- [Selected text]
[start]

Ba(Zn_1/3Nb_2/3)O₃ (BZN) is paraelectric perovskite a with cubic structure.¹² BZN could form a stable solid solution with BNT due to its adequate tolerance factor close to 1 (1.0285). Moreover, the polarization of a ferroelectric may be enhanced by weak ferroelectric species,¹³ which is beneficial to obtain a large field-induced strain. Besides, the complex B-site cations could effectively induce the local inhomogeneity that destroy the ferroelectric order and induce the polar nanoregions (PNRs). So far, the incorporation of BZN into BNT-based solid solutions could disrupt the stability of ferroelectric domains and make the AFE relaxor percolating into low temperatures, which will construct the another base of a large field-induced strain.

In this work, (1-x)(Bi_0.5Na_0.5)_0.93Ba_0.07TiO₃-xBa(Zn_1/3Nb_2/3)O₃ ceramics was designed and fabricated by a columbite route suggested by Swartz and Shrout.¹⁴ Crystal structure, dielectric and ferroelectric response as well as field-induced strain behavior were investigated in details. The experiments demonstrated that a large strain of 0.39% was obtained at composition x = 0.01, which provides the potential in application of environmental friendly solid-state actuators.

[end]

- [Tasks]
- a) Translate this sentence from the passage on BZN-modified ceramics into French: "BZN could form a stable solid solution with BNT due to its adequate tolerance factor close to 1 (1.0285)."
- b) Reproduce the passage on BZN-modified ceramics word for word, starting with "Ba(Zn_1/3Nb_2/3)O₃ (BZN) is" and going on through "of a large field-induced strain.".
- c) Proceed with the passage on BZN-modified ceramics, writing what follows its final sentence.

- [Extracted records]
[start]

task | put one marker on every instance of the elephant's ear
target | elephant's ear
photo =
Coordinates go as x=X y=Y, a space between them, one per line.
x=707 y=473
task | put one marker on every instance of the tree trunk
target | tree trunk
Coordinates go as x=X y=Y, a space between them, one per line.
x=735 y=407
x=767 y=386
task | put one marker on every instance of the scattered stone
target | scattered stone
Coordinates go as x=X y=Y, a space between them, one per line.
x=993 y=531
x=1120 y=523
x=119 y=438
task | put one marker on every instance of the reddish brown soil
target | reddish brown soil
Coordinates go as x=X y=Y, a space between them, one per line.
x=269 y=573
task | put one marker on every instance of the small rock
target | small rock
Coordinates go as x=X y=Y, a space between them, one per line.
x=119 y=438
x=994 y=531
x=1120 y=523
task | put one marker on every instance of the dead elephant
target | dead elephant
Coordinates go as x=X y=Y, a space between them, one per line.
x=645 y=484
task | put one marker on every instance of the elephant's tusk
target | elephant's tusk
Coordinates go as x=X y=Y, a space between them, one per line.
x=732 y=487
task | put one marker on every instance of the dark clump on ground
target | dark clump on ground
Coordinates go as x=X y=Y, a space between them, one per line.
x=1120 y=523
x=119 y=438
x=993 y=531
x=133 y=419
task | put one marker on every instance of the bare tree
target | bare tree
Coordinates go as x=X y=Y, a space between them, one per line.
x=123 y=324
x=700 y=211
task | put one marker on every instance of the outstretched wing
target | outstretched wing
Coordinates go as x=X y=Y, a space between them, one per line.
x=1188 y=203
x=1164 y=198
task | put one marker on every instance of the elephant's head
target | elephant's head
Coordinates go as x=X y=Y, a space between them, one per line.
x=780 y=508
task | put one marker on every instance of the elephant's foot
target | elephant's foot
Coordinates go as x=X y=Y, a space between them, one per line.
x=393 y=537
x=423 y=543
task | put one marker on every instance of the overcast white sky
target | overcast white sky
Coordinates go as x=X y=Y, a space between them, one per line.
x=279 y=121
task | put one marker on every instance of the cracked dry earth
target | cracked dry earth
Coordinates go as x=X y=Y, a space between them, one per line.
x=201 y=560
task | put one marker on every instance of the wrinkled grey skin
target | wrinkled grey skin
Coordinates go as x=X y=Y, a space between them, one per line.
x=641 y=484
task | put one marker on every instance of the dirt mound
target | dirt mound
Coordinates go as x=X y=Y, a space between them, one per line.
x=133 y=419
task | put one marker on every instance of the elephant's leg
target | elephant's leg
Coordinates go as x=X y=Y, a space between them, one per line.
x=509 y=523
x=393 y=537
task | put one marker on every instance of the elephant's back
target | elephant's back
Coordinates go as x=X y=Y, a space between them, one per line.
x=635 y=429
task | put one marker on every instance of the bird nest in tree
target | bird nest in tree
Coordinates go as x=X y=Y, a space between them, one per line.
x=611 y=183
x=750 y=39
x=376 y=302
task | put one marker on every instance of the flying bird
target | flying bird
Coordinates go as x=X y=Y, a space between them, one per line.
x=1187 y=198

[end]
[start]

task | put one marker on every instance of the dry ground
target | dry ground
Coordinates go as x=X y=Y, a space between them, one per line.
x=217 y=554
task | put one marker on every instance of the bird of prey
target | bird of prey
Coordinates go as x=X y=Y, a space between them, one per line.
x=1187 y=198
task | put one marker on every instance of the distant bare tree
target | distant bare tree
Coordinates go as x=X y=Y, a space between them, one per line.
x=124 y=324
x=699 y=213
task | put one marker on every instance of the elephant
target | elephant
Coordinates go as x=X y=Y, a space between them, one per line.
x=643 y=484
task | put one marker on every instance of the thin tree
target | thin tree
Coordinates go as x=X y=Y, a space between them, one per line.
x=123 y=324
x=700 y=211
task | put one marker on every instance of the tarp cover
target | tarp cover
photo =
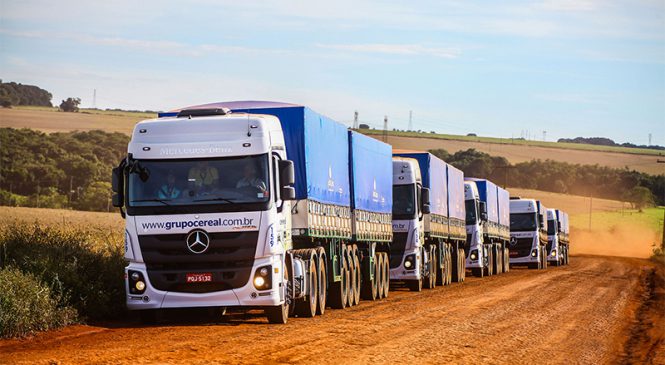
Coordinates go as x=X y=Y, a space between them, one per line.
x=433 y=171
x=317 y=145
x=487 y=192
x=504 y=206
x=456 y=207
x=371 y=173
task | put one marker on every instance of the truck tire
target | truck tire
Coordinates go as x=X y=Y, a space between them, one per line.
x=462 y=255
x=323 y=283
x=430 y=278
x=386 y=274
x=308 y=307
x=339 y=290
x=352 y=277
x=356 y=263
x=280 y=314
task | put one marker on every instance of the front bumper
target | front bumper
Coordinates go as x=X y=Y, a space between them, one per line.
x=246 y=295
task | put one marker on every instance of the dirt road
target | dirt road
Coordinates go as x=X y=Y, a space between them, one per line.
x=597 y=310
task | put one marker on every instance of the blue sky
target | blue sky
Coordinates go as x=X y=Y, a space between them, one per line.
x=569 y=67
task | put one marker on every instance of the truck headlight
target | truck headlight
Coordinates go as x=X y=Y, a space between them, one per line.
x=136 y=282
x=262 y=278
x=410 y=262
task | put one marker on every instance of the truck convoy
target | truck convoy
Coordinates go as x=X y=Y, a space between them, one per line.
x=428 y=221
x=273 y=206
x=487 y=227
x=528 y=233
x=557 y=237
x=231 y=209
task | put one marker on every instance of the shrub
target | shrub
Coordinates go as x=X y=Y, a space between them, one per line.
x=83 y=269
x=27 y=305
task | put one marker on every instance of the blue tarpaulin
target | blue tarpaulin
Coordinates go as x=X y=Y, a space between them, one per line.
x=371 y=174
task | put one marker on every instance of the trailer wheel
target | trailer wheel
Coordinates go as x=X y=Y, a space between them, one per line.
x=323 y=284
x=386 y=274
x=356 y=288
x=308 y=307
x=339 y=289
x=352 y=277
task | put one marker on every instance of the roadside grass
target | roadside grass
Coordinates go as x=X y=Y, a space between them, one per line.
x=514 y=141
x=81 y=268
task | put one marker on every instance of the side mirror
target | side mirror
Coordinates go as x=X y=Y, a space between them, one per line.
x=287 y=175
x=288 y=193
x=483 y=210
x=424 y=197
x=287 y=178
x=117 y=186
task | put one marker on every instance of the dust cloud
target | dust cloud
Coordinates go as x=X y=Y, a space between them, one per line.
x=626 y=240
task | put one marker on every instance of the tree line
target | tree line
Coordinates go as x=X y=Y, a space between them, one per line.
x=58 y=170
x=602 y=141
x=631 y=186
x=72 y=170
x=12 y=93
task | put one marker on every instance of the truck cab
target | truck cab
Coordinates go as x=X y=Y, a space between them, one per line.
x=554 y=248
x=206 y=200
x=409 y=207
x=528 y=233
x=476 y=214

[end]
[start]

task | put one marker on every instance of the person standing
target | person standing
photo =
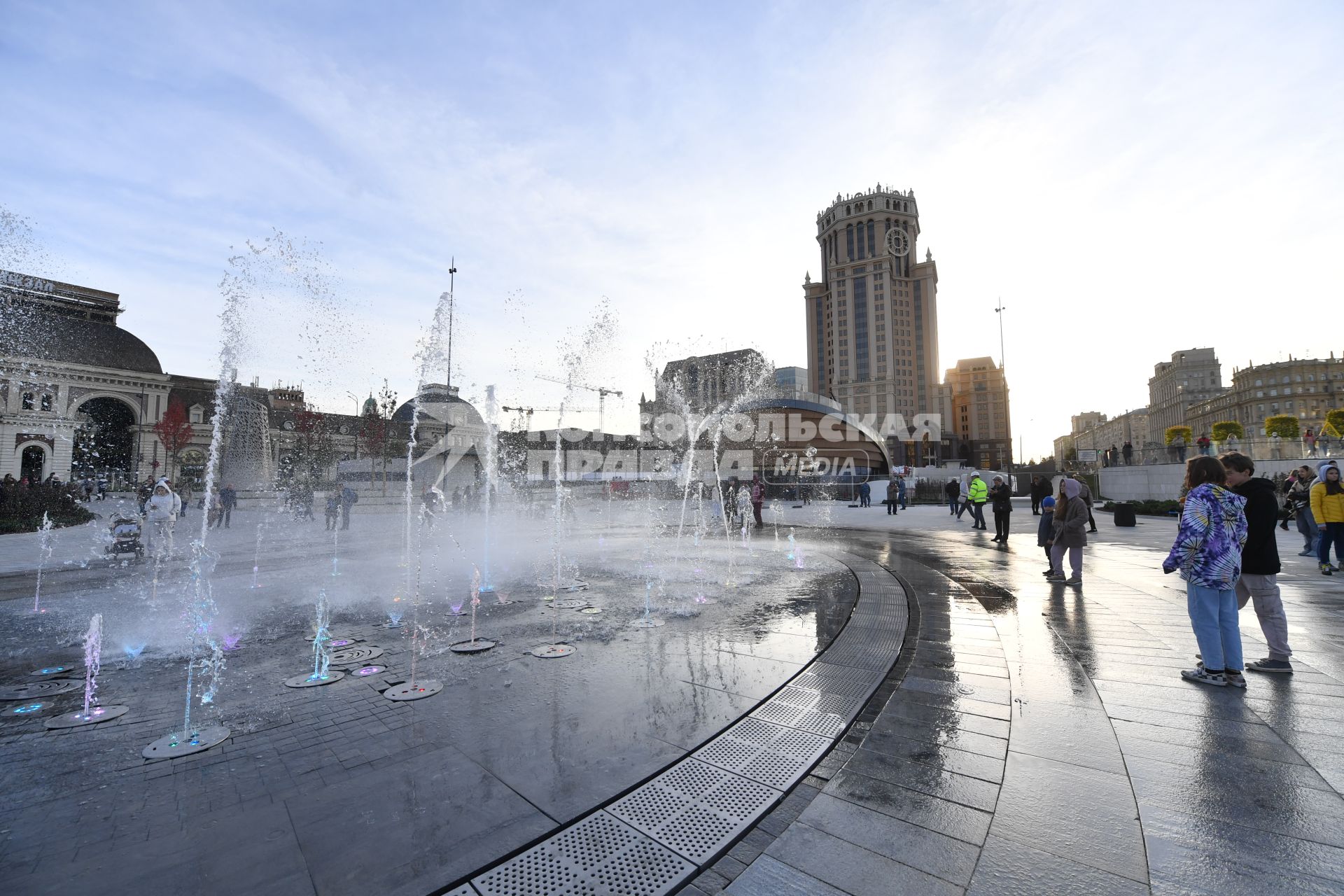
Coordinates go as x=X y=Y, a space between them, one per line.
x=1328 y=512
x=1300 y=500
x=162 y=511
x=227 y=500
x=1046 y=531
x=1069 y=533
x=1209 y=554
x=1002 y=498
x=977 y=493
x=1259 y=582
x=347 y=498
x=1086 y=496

[end]

- [Task-by-task outputs]
- a) Le BZN pourrait former une solution solide stable avec le BNT en raison de son facteur de tolérance adéquat, proche de 1 (1,0285).

- b)
Ba(Zn_1/3Nb_2/3)O₃ (BZN) is paraelectric perovskite a with cubic structure.¹² BZN could form a stable solid solution with BNT due to its adequate tolerance factor close to 1 (1.0285). Moreover, the polarization of a ferroelectric may be enhanced by weak ferroelectric species,¹³ which is beneficial to obtain a large field-induced strain. Besides, the complex B-site cations could effectively induce the local inhomogeneity that destroy the ferroelectric order and induce the polar nanoregions (PNRs). So far, the incorporation of BZN into BNT-based solid solutions could disrupt the stability of ferroelectric domains and make the AFE relaxor percolating into low temperatures, which will construct the another base of a large field-induced strain.

- c)
II. Experimentals

Samples based on (1-x)(Bi_0.5Na_0.5)_0.93Ba_0.07TiO₃ (BNBT)-xBa(Zn_1/3Nb_2/3)O₃ (BZN) for 0 ≤ x ≤ 0.02 were fabricated through the columbite route using Bi₂O₃ (purity ≥ 99.0%), Ba₂CO₃ (purity ≥ 99.0%), Na₂CO₃ (purity ≥ 99.8%), TiO₂ (purity ≥ 99.0%), ZnO (purity ≥ 99.0%), and Nb₂O₅ (purity ≥ 99.0%) as raw materials. First, the columbite ZnNb₂O₆ was prepared by the solid synthesis method: the predetermined amounts of ZnO and Nb₂O₅ were mixed in ethanol (purity ≥ 99.7%) for 12 h using ZrO₂ balls, and then calcined at 1000 °C for 4 h to obtain ZnNb₂O₆. Then, the precursor ZnNb₂O₆ was mixed with predetermined amounts of Bi₂O₃, Ba₂CO₃, TiO₂, and Na₂CO₃, and calcined at 850 °C for 4 h. The calcined BNBZN100x powders were subsequently ball-milled in ethanol again for 12 h, and pressed into pellets of 11.5 mm diameter under 300 MPa using polyvinyl butyral as binder. After removing the binder at 560 °C for 12 h, the green pellets were sintered at 1150 °C for 4 h in a covered alumina crucible. The ceramic samples were ground and polished to diameter of 9.5 mm and thickness of 0.8 mm.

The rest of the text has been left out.